課題文:
◆ ◆ ◆
流産からの乳がん疑惑だなんて…。流石にこの時ばかりは、ポジティブな私でも、私なんかと結婚しなければ…と思ってしまいました。

第77話「私死なないよね?」

この時、リアルタイムで妊娠と流産を知らせたのは、妹と婦人科医の友達夫婦、そしてウエディングドレスを作ってくれていたデザイナーの恩師(デザイン変更の可能性を伝える為)にだけでしたが、この乳がん疑惑については誰にも言えませんでした。結婚したばかりなのに、さっき子供を失ったばかりなのに、次は自分が死ぬかもだなんて…言えるわけがありません。

第78話「追い討ち」

ショーツになら慣れてるけど、ブラジャーに血が着いてるとか、え? マジ? ってなりますよ。でも、しこりを見つけた時より、血を見た時の方が意外と冷静だったというか、これは本当にヤバい(死ぬ)かもって思ったら、本気でユウや自分の家族の事を可哀想だと思いました。だって死んだ後は私は痛くも痒くもないのに、彼らはその後もずっと苦しいから。そう思えるから、私はいじめにあった時もダイチくんに裏切られた時も「生きる」という選択ができたんだけど、病気だけは自分でコントロールできないし、もしこれが死に繋がる事になったら悲しませてしまう家族や友達に申し訳ないと思いました。書き忘れてましたがそういえば、「がん保険には入ってるから治療費には困らないかな」とかも考えてました。意外と現実的なことばかり考えて、ドラマみたいに一人で泣き叫んだりはしないもんなんですね。

第79話「検査結果」
◆ ◆ ◆
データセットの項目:
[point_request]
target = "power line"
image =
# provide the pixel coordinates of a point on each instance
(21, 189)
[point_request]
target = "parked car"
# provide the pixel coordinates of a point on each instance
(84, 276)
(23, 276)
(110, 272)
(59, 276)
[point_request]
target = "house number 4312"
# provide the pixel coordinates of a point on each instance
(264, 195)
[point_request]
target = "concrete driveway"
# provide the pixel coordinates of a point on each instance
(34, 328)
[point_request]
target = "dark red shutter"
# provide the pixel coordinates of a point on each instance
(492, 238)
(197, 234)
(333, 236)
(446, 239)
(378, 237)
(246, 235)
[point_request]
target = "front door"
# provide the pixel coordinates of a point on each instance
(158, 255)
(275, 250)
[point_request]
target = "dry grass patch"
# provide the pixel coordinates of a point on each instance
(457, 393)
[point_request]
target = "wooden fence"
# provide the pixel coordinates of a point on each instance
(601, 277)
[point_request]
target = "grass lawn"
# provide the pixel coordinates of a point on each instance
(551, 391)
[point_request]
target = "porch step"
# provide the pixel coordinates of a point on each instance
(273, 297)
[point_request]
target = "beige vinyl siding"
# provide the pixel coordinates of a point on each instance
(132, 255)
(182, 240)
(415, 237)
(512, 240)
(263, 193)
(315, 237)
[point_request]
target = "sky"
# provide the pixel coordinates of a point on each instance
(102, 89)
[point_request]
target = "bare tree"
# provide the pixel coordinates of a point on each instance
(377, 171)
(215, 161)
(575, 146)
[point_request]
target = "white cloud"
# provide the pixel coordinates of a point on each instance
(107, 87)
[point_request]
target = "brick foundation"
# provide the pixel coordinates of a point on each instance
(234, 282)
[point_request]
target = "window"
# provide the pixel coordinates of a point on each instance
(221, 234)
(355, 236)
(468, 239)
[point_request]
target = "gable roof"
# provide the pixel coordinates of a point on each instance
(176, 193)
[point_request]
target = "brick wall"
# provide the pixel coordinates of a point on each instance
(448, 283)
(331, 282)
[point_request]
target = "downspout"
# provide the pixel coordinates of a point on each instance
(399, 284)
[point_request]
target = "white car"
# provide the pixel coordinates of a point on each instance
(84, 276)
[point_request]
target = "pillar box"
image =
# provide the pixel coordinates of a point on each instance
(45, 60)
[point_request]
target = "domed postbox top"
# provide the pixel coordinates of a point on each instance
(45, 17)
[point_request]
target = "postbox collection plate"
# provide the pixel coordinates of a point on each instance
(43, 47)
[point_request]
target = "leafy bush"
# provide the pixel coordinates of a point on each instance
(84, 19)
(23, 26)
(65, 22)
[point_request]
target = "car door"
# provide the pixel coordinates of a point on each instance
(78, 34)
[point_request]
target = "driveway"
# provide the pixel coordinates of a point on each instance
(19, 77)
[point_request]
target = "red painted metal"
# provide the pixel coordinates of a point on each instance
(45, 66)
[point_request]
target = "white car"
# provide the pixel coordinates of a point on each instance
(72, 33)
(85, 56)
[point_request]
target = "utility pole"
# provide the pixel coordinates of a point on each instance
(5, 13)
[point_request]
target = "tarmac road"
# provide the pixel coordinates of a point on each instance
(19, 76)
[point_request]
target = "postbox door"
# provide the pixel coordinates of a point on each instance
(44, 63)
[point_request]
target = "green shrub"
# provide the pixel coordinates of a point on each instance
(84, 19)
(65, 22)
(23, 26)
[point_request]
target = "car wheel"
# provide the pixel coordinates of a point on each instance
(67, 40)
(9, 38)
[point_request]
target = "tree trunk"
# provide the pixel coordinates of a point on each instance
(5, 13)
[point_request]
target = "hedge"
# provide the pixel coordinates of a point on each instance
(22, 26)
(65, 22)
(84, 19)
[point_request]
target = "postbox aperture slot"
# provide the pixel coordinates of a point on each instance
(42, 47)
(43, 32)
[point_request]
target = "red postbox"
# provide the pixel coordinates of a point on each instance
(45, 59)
◆ ◆ ◆
問題:
**a.** 次の(i)〜(iii)が課題文の内容と合っているか、それぞれ「はい」か「いいえ」で答え、決め手となる課題文の言葉をそのまま引用してください。(i) 妊娠と流産をリアルタイムで知らせた相手の中に妹がいた。(ii) 乳がん疑惑のことは妹にだけ打ち明けた。(iii) しこりを見つけた時よりも、ブラジャーの血を見た時の方が冷静だった。
**b.** 課題文によると、ウエディングドレスを作っていたデザイナーの恩師に妊娠と流産を知らせたのは何のためですか。
これらの項目は課題文とは関係ありません。

解答:
**a.**
(i) はい:「妹と婦人科医の友達夫婦」
(ii) いいえ:「この乳がん疑惑については誰にも言えませんでした」
(iii) はい:「しこりを見つけた時より、血を見た時の方が意外と冷静だった」

**b.** デザイン変更の可能性を伝えるためです。